■ **EXERCISE REQUIREMENTS**:
Transcribe all of the material below word for word, leaving the pictures out of your answer.

--- BEGIN DATA ROWS ---

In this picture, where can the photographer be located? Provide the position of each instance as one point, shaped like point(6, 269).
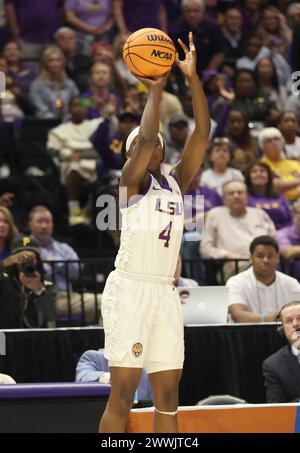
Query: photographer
point(24, 299)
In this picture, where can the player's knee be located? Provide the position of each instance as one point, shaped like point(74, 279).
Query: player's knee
point(167, 400)
point(123, 398)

--- END DATA ROWS ---

■ **OUTPUT**:
In this picture, where can the photographer be located? Provide the position of each instance as one point, shaped like point(6, 269).
Query: photographer
point(24, 299)
In this picture, where can the player's knee be located? Provide the position of each instance as one point, shaped like point(74, 279).
Query: player's knee
point(167, 400)
point(123, 398)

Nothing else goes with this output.